ASSIGNMENT: Give all the data again exactly.

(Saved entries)
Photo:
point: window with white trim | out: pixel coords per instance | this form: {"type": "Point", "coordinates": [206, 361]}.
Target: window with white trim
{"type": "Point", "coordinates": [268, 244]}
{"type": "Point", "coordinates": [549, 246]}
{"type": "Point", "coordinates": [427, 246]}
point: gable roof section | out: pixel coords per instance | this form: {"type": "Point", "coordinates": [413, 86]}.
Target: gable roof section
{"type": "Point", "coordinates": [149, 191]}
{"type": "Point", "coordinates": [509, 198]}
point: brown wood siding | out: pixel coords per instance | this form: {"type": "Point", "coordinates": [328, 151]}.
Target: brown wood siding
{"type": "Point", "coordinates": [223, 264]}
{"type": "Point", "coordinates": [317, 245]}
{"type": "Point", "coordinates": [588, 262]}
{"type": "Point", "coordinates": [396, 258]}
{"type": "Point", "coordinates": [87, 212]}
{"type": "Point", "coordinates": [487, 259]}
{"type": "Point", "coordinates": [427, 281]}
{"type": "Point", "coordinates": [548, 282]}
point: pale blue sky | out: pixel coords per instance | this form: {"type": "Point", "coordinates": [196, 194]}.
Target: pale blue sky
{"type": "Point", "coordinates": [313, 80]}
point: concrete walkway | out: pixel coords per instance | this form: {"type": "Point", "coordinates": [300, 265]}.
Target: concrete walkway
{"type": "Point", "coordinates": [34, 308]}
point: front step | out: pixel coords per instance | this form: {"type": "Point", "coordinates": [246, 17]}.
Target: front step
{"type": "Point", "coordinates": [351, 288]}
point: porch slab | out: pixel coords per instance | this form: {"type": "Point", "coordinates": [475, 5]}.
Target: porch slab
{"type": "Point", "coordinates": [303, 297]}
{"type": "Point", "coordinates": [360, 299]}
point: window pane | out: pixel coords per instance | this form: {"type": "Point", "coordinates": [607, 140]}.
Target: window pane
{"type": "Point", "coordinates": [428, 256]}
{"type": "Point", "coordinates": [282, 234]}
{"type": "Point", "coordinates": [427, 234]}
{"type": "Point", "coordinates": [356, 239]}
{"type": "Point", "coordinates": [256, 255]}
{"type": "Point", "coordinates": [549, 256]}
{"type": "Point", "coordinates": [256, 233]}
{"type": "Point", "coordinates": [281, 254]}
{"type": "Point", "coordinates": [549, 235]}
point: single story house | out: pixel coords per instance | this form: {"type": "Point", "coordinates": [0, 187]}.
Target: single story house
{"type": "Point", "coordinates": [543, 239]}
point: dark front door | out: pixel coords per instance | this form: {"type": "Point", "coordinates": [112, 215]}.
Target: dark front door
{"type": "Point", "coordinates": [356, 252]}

OUTPUT FOR THIS EXERCISE:
Photo:
point: window with white trim | out: pixel coords per instance | this form: {"type": "Point", "coordinates": [206, 361]}.
Target: window with white trim
{"type": "Point", "coordinates": [268, 244]}
{"type": "Point", "coordinates": [549, 246]}
{"type": "Point", "coordinates": [427, 246]}
point: gable roof section | out: pixel coords per instance | this form: {"type": "Point", "coordinates": [413, 86]}.
Target: gable roof section
{"type": "Point", "coordinates": [149, 191]}
{"type": "Point", "coordinates": [509, 198]}
point: brown wood siding | out: pixel coords per instance | this form: {"type": "Point", "coordinates": [328, 151]}.
Target: brown wood siding
{"type": "Point", "coordinates": [223, 264]}
{"type": "Point", "coordinates": [317, 245]}
{"type": "Point", "coordinates": [588, 262]}
{"type": "Point", "coordinates": [396, 258]}
{"type": "Point", "coordinates": [87, 212]}
{"type": "Point", "coordinates": [487, 259]}
{"type": "Point", "coordinates": [427, 281]}
{"type": "Point", "coordinates": [548, 282]}
point: pale blue sky | out: pixel coords per instance | this form: {"type": "Point", "coordinates": [196, 194]}.
Target: pale blue sky
{"type": "Point", "coordinates": [313, 80]}
point: concrete walkway | out: pixel coords per instance | this form: {"type": "Point", "coordinates": [300, 265]}.
Target: concrete walkway
{"type": "Point", "coordinates": [34, 308]}
point: front step | out: pixel coords per instance | this form: {"type": "Point", "coordinates": [246, 17]}.
Target: front step
{"type": "Point", "coordinates": [351, 288]}
point: porch slab | out: pixel coords per instance | this form: {"type": "Point", "coordinates": [475, 5]}.
Target: porch slab
{"type": "Point", "coordinates": [303, 297]}
{"type": "Point", "coordinates": [360, 299]}
point: window pane | out: pixel coords per instance | this form: {"type": "Point", "coordinates": [607, 140]}.
Target: window pane
{"type": "Point", "coordinates": [428, 256]}
{"type": "Point", "coordinates": [282, 234]}
{"type": "Point", "coordinates": [427, 234]}
{"type": "Point", "coordinates": [356, 239]}
{"type": "Point", "coordinates": [256, 255]}
{"type": "Point", "coordinates": [549, 256]}
{"type": "Point", "coordinates": [256, 233]}
{"type": "Point", "coordinates": [281, 254]}
{"type": "Point", "coordinates": [549, 235]}
point: single story house | out: pixel coords per instance | this form: {"type": "Point", "coordinates": [0, 187]}.
Target: single story house
{"type": "Point", "coordinates": [543, 239]}
point: dark front door | out: pixel coords per instance | this form: {"type": "Point", "coordinates": [112, 215]}.
Target: dark front door
{"type": "Point", "coordinates": [356, 252]}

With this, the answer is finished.